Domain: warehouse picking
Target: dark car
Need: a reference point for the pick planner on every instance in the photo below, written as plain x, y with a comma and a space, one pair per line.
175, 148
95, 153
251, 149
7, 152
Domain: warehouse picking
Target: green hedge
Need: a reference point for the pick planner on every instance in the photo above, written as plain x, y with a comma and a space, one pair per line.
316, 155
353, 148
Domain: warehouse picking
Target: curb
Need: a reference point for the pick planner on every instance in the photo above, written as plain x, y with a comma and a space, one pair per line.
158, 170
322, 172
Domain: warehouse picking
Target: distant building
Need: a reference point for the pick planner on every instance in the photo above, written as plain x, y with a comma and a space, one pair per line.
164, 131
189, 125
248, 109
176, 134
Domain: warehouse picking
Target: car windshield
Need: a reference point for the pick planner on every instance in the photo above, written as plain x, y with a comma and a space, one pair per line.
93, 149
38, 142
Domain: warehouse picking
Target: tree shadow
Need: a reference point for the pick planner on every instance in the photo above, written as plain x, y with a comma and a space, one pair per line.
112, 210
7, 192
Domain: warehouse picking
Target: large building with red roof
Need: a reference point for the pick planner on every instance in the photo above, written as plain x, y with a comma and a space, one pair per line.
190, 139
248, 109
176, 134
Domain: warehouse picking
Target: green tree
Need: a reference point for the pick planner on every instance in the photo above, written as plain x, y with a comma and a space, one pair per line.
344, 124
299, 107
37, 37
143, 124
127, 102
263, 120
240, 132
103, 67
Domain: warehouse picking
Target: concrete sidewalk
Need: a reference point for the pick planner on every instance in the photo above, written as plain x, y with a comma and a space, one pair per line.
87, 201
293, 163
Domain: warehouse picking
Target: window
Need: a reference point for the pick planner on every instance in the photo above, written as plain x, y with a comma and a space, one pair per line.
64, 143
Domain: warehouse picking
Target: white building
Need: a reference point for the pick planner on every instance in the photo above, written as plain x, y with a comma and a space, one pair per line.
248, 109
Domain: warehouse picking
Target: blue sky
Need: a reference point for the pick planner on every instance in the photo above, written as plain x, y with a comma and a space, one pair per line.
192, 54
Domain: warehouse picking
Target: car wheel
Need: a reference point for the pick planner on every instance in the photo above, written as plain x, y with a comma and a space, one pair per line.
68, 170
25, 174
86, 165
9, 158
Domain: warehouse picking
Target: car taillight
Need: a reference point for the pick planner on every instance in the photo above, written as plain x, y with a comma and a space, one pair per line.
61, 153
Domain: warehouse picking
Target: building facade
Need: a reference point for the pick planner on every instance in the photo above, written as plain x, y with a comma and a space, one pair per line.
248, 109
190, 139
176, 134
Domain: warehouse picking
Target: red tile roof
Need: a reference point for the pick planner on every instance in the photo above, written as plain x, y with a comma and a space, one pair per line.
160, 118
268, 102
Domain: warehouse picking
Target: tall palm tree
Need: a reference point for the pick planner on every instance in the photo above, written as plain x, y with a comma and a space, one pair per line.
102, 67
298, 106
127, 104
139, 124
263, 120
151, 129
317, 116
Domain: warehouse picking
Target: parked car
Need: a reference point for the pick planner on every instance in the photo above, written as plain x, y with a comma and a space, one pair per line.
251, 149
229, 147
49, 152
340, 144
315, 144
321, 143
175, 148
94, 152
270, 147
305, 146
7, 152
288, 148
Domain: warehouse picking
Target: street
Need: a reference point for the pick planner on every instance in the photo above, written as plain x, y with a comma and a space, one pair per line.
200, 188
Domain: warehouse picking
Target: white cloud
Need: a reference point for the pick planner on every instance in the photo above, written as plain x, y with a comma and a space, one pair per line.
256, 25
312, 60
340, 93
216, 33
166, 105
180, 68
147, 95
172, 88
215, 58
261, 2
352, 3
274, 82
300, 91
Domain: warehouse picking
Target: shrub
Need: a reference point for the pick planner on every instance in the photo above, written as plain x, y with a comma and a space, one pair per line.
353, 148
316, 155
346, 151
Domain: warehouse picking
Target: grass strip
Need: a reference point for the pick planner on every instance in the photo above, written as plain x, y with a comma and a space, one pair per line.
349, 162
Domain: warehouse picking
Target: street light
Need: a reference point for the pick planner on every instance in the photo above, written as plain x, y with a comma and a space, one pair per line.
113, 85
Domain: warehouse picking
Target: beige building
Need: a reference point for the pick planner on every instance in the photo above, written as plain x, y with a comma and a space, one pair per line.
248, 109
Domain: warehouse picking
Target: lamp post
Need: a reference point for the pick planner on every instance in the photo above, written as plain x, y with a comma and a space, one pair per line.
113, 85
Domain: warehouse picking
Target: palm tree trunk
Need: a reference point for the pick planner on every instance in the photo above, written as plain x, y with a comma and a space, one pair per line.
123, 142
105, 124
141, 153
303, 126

+++

#### DIRECTIVE:
Repeat the material from above exactly, word for word.

#### OUTPUT BELOW:
Domain: warehouse picking
Target: dark car
Need: a reference point for the pick planner on every instance in the photo below, written as plain x, y with a comma and a space, one pair per line.
175, 148
95, 153
251, 149
7, 152
Domain: warehouse picking
Target: green hedge
Need: a reference point for the pick planner on every instance in the photo above, written as plain x, y with a comma and a space, one pair per line.
316, 155
353, 148
Domain: warehouse picking
Target: curb
Need: a reference point for the pick planner on every instance in the photo above, written as plain x, y with a comma and a space, one pair per line.
158, 170
322, 172
Domain: warehouse picking
Target: distant building
Need: a reference point for the pick planner on every instance in the photo above, written as plain x, y with a comma and a space, one pair per line.
164, 131
189, 125
248, 109
176, 134
Domain: warehouse picking
Target: car windshield
Need: a reference point for the pick planner on every instance in the photo above, written as plain x, y with a comma and a space, one pair per line.
93, 149
38, 142
Domain: warehouse picking
Target: tree shadow
Need: a reference point for the pick planner on every instance in the photo above, written as plain x, y with a comma and a space, one pair per line.
112, 210
7, 192
Domain: warehouse picking
Target: large building with red roof
Need: a reference point for the pick planner on every instance in the photo above, written as plain x, y with a comma and a space, one pair per line.
190, 139
248, 109
176, 134
Domain: warehouse picking
Target: green tree
Need: a reference point for the pick planner on every instance in the photo above, written as plain x, y with a comma and a space, one pair per line.
344, 124
299, 107
37, 37
143, 124
127, 102
263, 120
240, 132
103, 67
Domain: warehouse picking
Target: concrete sidewalk
Need: a reference point for the pick planner on every instance in the photo above, written as plain x, y with a comma and a space, one pair per line.
87, 201
293, 163
Domain: warehouse picking
Target: window
Need: a reference point for the pick planner on every instance in the photo above, written as plain x, y with a comma and a space, one pair per line.
64, 143
Domain: warehouse picking
Target: white building
Need: a reference point for the pick planner on every instance in the photo above, written as plain x, y with a comma and a space, one pair per line.
248, 109
Domain: warehouse picking
Target: blue sky
Need: a reference point for the pick planner on every instance in the photo above, written as plain x, y with a comma and a space, one pair per line.
192, 54
Domain: warehouse picking
Target: car wheel
Need: a reference point for the pick planner on every instance in the photo above, written as plain x, y with a comma and a space, one pair per line.
68, 170
25, 174
86, 165
9, 158
Domain: warehouse picking
Target: car taillight
Need: a reference point for the pick planner on every instance in the photo above, written as plain x, y with a comma and a space, one pair per line.
61, 153
Domain: warehouse picking
Target: building facade
Need: a reference point for the pick planner on every instance in the photo above, written as plain x, y with a comma and a space, one pair per line.
248, 109
190, 139
176, 134
Domain: warehouse picking
Target: red tile roof
Need: a reference point for the pick planner on every instance in the photo above, written as plain x, y with a comma and a space, one pair per line.
160, 118
268, 102
Domain: warehouse picking
Target: tall palm tree
Need: a reference point for the pick planner on every instance in the photo above, written as plain x, y with a comma and a space, one pair per line.
102, 67
298, 106
127, 104
139, 124
263, 120
151, 129
317, 116
Domain: warehouse picking
Target: parked car
Need: a reference point for the pick planner on every instance in the photo above, written as plain x, y with a comma and a space, one pair per line.
251, 149
229, 147
49, 152
340, 144
315, 144
321, 143
175, 148
94, 152
270, 147
305, 146
7, 152
288, 148
Domain: warehouse picking
Target: street
Need: a reference point for the pick planner on every instance in the photo above, written as plain x, y with a comma and a space, one pair per line.
200, 188
Domain: warehouse picking
Target: white cloud
Need: a reference point for the pick planner on every instance in the photo above, written as plain x, y with a comma and a space, one pair per line.
256, 25
312, 60
340, 93
216, 33
166, 105
180, 68
147, 95
172, 88
215, 58
261, 2
352, 3
274, 82
300, 91
Domain: warehouse picking
Target: shrub
Need: a reference point for the pick planner on every instance in the photo above, written as plain x, y with a comma and a space, one pair per line.
353, 148
316, 155
346, 151
Domain: warehouse picking
Target: grass strip
Need: a reference point for the pick planner on every instance in the photo above, written as plain x, y with a comma and a space, one pair per line.
349, 162
Domain: warehouse picking
Target: street light
Need: a reference point for the pick planner on every instance in the photo above, written as plain x, y with a comma and a space, one pair per line.
113, 85
Domain: warehouse picking
Target: beige building
Need: a reference point for the pick planner on every instance in the photo above, written as plain x, y with a comma and a space, one pair per line.
248, 109
Domain: warehouse picking
Target: lamp post
Need: a reference point for the pick planner on every instance in the photo above, written as plain x, y with a comma and a space, one pair per line.
113, 85
Domain: warehouse picking
Target: palm tree trunk
Need: a reference point for the pick planner on every instance in the photo above, written as plain x, y with a comma and a space, one pair per line.
123, 142
105, 124
141, 153
303, 126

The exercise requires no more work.